SOAL LATIHAN ->
Lanjutkan teks tentang dampak urbanisasi di bawah ini, mulai setelah kalimat terakhirnya. Bahan yang menyertainya tidak perlu disentuh.

KUTIPAN TEKS ->
****

Dampak jangka panjang dari urbanisasi yang secara terus menerus setiap tahunnya pasca hari raya adalah permasalahan lingkungan, lingkungan pemukiman menjadi kumuh dan tidak layak huni serta tidak sehat karena sering terkena banjir dan asap polusi kendaraan yang tinggi. Dan juga terjadi peningkatan pengangguran, kriminalitas, bahkan ketimpangan sosial ekonomi.
Perpindahan penduduk dari desa ke kota tidak menjadi permasalahan sosial apabila penduduk yang datang ke kota mempunyai kualitas keterampilan yang dibutuhkan di perkotaan. Faktanya, perpindahan penduduk tersebut tidak diikuti oleh kualitas keterampilan yang bagus, sehingga profesi yang diambil hanyalah sebagai buruh harian, penjaga malam, pembantu rumah tangga, tukang becak, dan pekerjaan lain yang sejenis (pekerjaan kasar). Bahkan ada juga masyarakat yang gagal memperoleh pekerjaan memilih atau terpaksa tinggal di kota dan menjadi tunakarya, tunawisma, dan tunasusila.

****

[Entri kumpulan data]
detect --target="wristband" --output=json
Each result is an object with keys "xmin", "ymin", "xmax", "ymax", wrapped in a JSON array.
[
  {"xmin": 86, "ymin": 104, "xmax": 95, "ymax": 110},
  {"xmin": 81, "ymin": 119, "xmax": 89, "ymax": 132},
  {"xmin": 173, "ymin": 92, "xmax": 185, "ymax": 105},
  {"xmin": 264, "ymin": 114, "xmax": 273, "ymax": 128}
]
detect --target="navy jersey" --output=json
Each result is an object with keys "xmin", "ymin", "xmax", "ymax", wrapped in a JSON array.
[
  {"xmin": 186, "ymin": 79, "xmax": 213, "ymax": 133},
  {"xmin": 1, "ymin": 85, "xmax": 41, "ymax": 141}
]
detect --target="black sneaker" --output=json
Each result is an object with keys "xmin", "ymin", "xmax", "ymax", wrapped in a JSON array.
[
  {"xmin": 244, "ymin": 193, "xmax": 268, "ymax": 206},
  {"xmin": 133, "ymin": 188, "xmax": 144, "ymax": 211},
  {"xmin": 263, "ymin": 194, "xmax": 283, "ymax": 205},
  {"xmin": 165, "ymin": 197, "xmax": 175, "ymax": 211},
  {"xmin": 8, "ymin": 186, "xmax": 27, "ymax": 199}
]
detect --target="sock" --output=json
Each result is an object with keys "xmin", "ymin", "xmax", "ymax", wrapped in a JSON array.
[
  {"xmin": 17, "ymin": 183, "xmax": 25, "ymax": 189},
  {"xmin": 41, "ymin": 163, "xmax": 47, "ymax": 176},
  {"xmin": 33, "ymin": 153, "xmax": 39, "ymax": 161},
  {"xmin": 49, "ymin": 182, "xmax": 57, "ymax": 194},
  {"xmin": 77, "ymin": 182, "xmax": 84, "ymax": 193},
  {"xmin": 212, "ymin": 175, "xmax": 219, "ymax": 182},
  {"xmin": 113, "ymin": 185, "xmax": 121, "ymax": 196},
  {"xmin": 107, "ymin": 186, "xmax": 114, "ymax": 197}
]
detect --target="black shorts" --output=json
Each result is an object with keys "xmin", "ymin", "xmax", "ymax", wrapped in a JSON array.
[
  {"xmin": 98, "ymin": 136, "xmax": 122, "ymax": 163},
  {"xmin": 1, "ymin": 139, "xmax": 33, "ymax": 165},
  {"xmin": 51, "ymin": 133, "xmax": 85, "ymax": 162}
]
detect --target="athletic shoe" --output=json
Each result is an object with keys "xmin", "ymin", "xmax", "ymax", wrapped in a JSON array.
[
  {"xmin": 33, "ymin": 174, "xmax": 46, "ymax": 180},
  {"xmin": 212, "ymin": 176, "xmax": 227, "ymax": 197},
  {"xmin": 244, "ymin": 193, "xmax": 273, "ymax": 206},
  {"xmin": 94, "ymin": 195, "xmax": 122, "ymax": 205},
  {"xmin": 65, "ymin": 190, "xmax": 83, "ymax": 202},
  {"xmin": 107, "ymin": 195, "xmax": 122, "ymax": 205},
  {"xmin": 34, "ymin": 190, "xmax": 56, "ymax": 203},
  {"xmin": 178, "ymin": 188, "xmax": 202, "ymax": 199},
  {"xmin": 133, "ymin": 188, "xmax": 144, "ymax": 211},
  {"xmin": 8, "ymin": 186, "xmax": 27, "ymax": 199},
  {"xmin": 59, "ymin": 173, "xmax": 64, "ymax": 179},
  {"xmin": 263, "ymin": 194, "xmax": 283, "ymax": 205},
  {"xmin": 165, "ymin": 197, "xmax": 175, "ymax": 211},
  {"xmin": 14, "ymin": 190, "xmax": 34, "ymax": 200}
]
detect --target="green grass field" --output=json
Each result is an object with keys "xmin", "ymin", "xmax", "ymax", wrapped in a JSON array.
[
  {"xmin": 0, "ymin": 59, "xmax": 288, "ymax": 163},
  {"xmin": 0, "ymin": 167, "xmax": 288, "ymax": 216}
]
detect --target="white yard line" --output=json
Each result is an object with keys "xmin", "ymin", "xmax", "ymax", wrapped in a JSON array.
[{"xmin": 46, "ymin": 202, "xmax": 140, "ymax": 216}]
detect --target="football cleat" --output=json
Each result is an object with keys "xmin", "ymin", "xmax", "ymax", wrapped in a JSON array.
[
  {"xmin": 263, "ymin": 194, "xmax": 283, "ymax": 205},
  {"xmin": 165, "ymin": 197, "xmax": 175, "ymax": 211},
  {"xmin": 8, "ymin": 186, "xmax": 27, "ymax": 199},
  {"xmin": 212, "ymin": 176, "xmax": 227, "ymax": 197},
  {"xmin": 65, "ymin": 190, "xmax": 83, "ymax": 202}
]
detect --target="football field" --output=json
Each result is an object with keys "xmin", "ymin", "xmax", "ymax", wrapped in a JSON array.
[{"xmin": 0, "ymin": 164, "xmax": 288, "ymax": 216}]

****

JAWABAN YANG DIHARAPKAN ->
2. Masalah Balikpapan, Urbanisasi akan Jadi Pemancing Gejolak Sosial - Ajid Kurniawan (Prokal.co.)
PROKAL.CO, Berkecil hati atau tidak, Balikpapan tidak bisa menunggu, terutama Wali Kota Rizal Effendi dan pendamping barunya Wakil Wali Kota Rahmad Mas’ud. Urbanisasi dengan setumpuk permasalahannya akan menjadi pemancing gejolak sosial.
HARI merayap petang. Penjaja jasa perbaikan sepatu masih saja meneriakkan “Sol spatu!...sol spatu!. Sedang penjual sayur tetap berkeliling hingga matahari berdiri tegak lurus di atas kepala. Di tempat lain, penjual keripik singkong melepas lelah di ujung gang. Rekaman dari pengeras suara menyalak nyaring: “Keripik singkong…keripik singkong…manis, pedas, gurih…eeenak rasanya!”
Di kawasan Lapangan Merdeka, tak jauh dari Rumah Sakit Pertamina Balikpapan (RSPB), mobil-mobil berpelat hitam dengan pintu bagasi terbuka menggelar dagangan pada sore hari.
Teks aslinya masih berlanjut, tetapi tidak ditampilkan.